**Met deze informatie**
• 1. Geef voor elk van de uitspraken (a), (b) en (c) aan of ze overeenkomt met de tekst over vrijheid en emancipatie. Antwoord per uitspraak met ja of nee en citeer de woorden uit de tekst die de doorslag geven.
(a) De West-Europese geschiedenis wordt gekenmerkt door secularisering en individualisering.
(b) Op de gangbare opvatting van emancipatie is nooit kritiek gekomen.
(c) Alleen de moslima die zich beroept op godsdienstvrijheid, kiest vrijwillig voor de hoofddoek.
• 2. Ga verder met de tekst over vrijheid en emancipatie en begin direct na de laatste zin.

**Gegeven tekst**
Eén van de redenen waarom minderheidsgroepen vaak niet ernstig worden genomen, ligt volgens Nadia Fadil in ons gangbare taalgebruik. De invulling die bepaalde termen krijgen, wordt volgens haar sterk gekleurd door de geschiedenis en ervaringen van de dominante groepen in onze samenleving. Deze invulling sluit de ervaringen en geschiedenis van minderheidsgroepen uit.

Neem nu bijvoorbeeld begrippen als ‘vrijheid’ en ’emancipatie’. In de gangbare definities van deze begrippen komt heel vaak iets terug als ‘je eigen keuzes kunnen maken’ of ‘je leven kunnen leiden volgens je eigen keuzes’. Dat is niet toevallig. De West-Europese geschiedenis wordt gekenmerkt door processen van secularisering en individualisering. Deze geschiedenis beïnvloedt ook de manier waarop in deze regio doorgaans gedacht wordt over emancipatie en vrijheid. In dit denken ben je geëmancipeerd en vrij als je je hebt losgemaakt van de macht van religieuze en politieke instellingen, als je je niet laat leiden door de sociale druk uit je omgeving, enzoverder, maar door je eigen keuzes. Hoewel er uit verschillende hoeken (onder andere door een aantal feministische groepen) kritiek gekomen is op deze opvatting van emancipatie, blijft ze toch goed stand houden. Als moslims dan zeggen dat zij de vrijwillige keuze maken om zich te onderwerpen aan de wil van Allah, dan botst dat met deze gangbare invulling van vrijheid en emancipatie. Deze personen kiezen er immers zelf voor om zich niet in de eerste plaats te laten leiden door eigen keuzes of inzichten, maar door de principes van de islam. Omdat vrijheid en onderwerping doorgaans als elkaars tegengestelde worden gezien, worden moslims die over onderwerping spreken, vaak aan de kant geschoven als ‘nog niet geëmancipeerd’, ‘dom’, ‘fundamentalistisch’ of ‘radicaal’. Ze worden beschouwd als een groep die niet thuis hoort in een Westerse, moderne samenleving. Zo krijgt een moslima die haar recht op het dragen van een hoofddoek verdedigt op basis van het recht op godsdienstvrijheid, doorgaans meer bijval dan een moslima die haar keuze voor de hoofddoek motiveert ‘omdat Allah dat van haar vraagt’. Nochtans maken beide moslima’s een vrijwillige keuze voor de hoofddoek. Ook in de hulpverlening ervaren moslims vaak dat het als ‘ongezond’ of ‘verkeerd’ wordt beschouwd wanneer ze aangeven dat ze zich bij moeilijke keuzes laten leiden door religieuze principes of regels.

**Aangeleverde gegevens**
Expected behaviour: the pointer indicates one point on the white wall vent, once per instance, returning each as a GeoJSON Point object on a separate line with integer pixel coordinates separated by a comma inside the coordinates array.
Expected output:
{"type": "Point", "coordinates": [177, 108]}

**Gegeven antwoorden**
• 1.
(a) Ja: "De West-Europese geschiedenis wordt gekenmerkt door processen van secularisering en individualisering."
(b) Nee: "Hoewel er uit verschillende hoeken (onder andere door een aantal feministische groepen) kritiek gekomen is op deze opvatting van emancipatie"
(c) Nee: "Nochtans maken beide moslima’s een vrijwillige keuze voor de hoofddoek."

• 2.
In haar onderzoek laat Nadia Fadil zien dat ook de keuze voor onderwerping tot emancipatie kan leiden. Zij beschrijft hoe de onderwerping aan Allah moslims de kracht kan geven om tegen de dominante stroom in te gaan, om zich niet zomaar te laten leiden door wat ‘in’ is of ‘normaal’ wordt gevonden. Dit brengt hen ertoe om dominante normen en waarden in vraag te stellen. Zo plaatsen zij bijvoorbeeld kritische vraagtekens bij het verheerlijken van de individuele vrijheid en wijzen ze op de nadelige gevolgen hiervan voor kwetsbare groepen. Volgens Nadia Fadil tonen religieuze bewegingen ons dat mensen verschillende opvattingen van vrijheid kennen en kunnen bereiken. Ze roept feministen, emancipatiewerkers, linkse organisaties,… dan ook op om in deze groepen bondgenoten te zien, die kunnen helpen om dominante waardenkaders kritisch in vraag te stellen.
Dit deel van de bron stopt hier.